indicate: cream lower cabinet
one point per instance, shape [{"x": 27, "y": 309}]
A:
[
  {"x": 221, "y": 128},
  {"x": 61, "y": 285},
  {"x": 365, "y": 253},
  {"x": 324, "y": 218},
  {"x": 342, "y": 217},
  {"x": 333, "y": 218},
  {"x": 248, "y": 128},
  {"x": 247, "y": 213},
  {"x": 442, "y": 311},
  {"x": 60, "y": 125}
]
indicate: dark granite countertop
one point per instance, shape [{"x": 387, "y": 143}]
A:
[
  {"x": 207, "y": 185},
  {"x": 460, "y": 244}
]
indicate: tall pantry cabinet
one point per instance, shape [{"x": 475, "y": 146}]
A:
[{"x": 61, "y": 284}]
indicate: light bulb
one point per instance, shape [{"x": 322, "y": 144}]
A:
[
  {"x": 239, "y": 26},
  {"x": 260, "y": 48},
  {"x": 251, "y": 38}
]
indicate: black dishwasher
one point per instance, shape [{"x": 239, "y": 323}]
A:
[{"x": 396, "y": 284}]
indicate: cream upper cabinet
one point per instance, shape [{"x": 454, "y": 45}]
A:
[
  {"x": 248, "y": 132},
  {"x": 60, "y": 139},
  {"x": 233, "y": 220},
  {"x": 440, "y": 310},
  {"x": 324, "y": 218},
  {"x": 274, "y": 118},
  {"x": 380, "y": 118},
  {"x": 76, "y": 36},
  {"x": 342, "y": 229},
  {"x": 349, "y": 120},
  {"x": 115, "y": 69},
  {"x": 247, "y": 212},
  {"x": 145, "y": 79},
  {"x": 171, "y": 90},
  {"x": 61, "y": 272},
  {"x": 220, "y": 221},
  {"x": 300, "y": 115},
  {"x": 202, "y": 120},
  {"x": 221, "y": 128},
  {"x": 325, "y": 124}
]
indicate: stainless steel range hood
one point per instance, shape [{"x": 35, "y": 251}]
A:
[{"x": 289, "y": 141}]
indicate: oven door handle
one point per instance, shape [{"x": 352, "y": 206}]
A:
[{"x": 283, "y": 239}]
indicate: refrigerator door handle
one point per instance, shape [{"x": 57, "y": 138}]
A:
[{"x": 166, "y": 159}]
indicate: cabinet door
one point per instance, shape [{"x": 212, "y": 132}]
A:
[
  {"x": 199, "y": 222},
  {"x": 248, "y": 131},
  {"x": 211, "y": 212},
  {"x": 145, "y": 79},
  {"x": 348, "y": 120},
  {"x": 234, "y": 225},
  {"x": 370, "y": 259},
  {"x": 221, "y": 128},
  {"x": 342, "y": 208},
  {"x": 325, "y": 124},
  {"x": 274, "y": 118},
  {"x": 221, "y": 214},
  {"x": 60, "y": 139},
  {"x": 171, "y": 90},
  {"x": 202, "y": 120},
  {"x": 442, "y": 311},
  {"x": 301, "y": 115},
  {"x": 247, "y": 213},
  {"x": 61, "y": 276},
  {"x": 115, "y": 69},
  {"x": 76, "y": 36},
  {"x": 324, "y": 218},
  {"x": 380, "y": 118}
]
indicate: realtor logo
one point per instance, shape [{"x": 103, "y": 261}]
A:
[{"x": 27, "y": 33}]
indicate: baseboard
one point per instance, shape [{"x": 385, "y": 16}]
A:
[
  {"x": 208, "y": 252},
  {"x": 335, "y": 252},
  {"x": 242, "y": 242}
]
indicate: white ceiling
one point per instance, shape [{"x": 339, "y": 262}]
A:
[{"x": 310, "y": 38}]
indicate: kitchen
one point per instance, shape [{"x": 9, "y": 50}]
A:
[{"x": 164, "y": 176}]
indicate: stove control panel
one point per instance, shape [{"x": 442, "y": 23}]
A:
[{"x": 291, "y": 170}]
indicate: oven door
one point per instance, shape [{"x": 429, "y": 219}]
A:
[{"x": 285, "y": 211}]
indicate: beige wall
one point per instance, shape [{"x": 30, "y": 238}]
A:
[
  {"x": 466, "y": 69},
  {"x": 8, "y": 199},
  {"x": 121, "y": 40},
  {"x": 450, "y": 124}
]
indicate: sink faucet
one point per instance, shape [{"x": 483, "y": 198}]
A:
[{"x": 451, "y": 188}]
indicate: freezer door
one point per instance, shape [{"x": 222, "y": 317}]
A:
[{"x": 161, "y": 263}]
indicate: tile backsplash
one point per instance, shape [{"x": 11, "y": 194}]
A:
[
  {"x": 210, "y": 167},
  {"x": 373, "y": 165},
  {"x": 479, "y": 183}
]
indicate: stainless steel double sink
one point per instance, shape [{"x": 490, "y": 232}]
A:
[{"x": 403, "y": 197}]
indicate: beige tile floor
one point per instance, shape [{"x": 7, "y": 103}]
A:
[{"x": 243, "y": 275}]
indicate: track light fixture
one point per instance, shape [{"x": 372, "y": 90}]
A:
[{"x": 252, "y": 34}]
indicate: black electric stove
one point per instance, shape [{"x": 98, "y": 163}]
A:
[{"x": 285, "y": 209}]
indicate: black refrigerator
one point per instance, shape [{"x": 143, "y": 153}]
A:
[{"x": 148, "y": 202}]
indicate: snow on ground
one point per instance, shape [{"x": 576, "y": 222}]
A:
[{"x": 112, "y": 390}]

■ PROBLEM TO WORK ON ■
Convert the items from the line with "indicate: beige tile floor" up to and including the last item into a two-column CSV with the headers instruction and answer. Give one row per item, with the item's text in instruction and its answer in answer, each in a single quoted field with line breaks turned into spaces.

■ WRITTEN RESPONSE ■
instruction,answer
"indicate: beige tile floor one point per instance, shape [{""x"": 7, ""y"": 103}] A:","[{""x"": 243, ""y"": 275}]"
"indicate: track light fixture one point per instance, shape [{""x"": 372, ""y"": 90}] A:","[{""x"": 252, ""y"": 34}]"
"indicate: black electric stove one point per instance, shape [{""x"": 98, ""y"": 163}] A:","[{""x"": 285, ""y"": 209}]"
"indicate: black refrigerator one point per instance, shape [{""x"": 143, ""y"": 153}] A:","[{""x"": 148, ""y"": 202}]"
"indicate: snow on ground one point per instance, shape [{""x"": 576, ""y"": 222}] A:","[{""x"": 112, ""y"": 390}]"